TEXT TO READ:
┌──

What is the maximum possible IPC can be achieved by Intel Nehalem Microarchitecture?

Question

Is there an estimation for the maximum Instructions Per Cycle achievable by the Intel Nehalem Architecture? Also, what is the bottleneck that effects the maximum Instructions Per Cycle?

Peter Cordes · Accepted Answer · 2022-10-17T11:26:08.797

TL:DR:

Intel Core, Nehalem, and Sandybridge / IvyBridge: a maximum of 5 IPC, including 1 macro-fused cmp+branch to get 5 instructions into 4 fused-domain uops, and the rest being single-uop instruction. (up to 2 of these can be micro-fused store or load+ALU.)

Haswell up to 9th Gens: a maximum of 6 instructions per cycle can be achieved using two pairs of macro-fusable ALU+branch instructions and two instructions that are decoded into two potentially micro-fused uops. The max unfused-domain uop throughput is 7 uops per clock, according to my testing on Skylake..

Early P6-family: Pentium Pro/PII/PIII, and Pentium M. Also Pentium 4: a maximum of 3 instructions per cycle can be achieved using 3 instructions that are decoded into 3 uops. (No macro-fusion, and 3-wide decode and issue).

The max IPC on Sunny Cove may be 7, thanks to increased front-end bandwidth of 5 uops per clock.

Source: Agner Fog's microarch pdf and instruction tables. Also see the x86 tag wiki.

└──

SUPPLIED DATA:
┌──

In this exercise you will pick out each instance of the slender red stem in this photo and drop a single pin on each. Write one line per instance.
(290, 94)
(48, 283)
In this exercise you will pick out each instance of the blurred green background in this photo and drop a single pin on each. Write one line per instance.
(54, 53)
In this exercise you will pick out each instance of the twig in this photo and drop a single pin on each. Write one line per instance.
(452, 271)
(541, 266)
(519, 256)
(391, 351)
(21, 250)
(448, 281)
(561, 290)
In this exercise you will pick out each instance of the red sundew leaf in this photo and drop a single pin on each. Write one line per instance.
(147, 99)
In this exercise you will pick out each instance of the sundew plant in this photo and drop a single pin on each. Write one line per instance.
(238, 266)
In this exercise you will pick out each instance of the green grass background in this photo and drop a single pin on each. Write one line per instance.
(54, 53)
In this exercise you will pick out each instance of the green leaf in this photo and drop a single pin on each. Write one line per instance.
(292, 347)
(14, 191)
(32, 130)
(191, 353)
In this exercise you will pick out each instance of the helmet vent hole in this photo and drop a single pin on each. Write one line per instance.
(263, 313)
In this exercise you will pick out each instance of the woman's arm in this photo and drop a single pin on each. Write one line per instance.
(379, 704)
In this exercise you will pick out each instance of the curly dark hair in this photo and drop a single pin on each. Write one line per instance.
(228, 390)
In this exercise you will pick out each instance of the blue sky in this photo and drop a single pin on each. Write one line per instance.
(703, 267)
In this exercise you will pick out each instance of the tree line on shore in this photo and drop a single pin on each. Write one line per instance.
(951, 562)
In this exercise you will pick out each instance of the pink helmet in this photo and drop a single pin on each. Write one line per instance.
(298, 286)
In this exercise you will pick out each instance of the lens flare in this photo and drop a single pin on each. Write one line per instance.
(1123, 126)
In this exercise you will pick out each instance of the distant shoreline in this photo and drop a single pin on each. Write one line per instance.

└──

REQUIREMENT 1: Please write out the stretch of the Nehalem IPC thread from "Haswell up to" through "x86 tag wiki.".
REQUIREMENT 2: In the Nehalem IPC thread, what maximum unfused-domain uop throughput did testing on Skylake show?
The rows have no connection to the Nehalem IPC thread.

TASK RESULT 1:
Haswell up to 9th Gens: a maximum of 6 instructions per cycle can be achieved using two pairs of macro-fusable ALU+branch instructions and two instructions that are decoded into two potentially micro-fused uops. The max unfused-domain uop throughput is 7 uops per clock, according to my testing on Skylake..

Early P6-family: Pentium Pro/PII/PIII, and Pentium M. Also Pentium 4: a maximum of 3 instructions per cycle can be achieved using 3 instructions that are decoded into 3 uops. (No macro-fusion, and 3-wide decode and issue).

The max IPC on Sunny Cove may be 7, thanks to increased front-end bandwidth of 5 uops per clock.

Source: Agner Fog's microarch pdf and instruction tables. Also see the x86 tag wiki.

TASK RESULT 2: 7 uops per clock.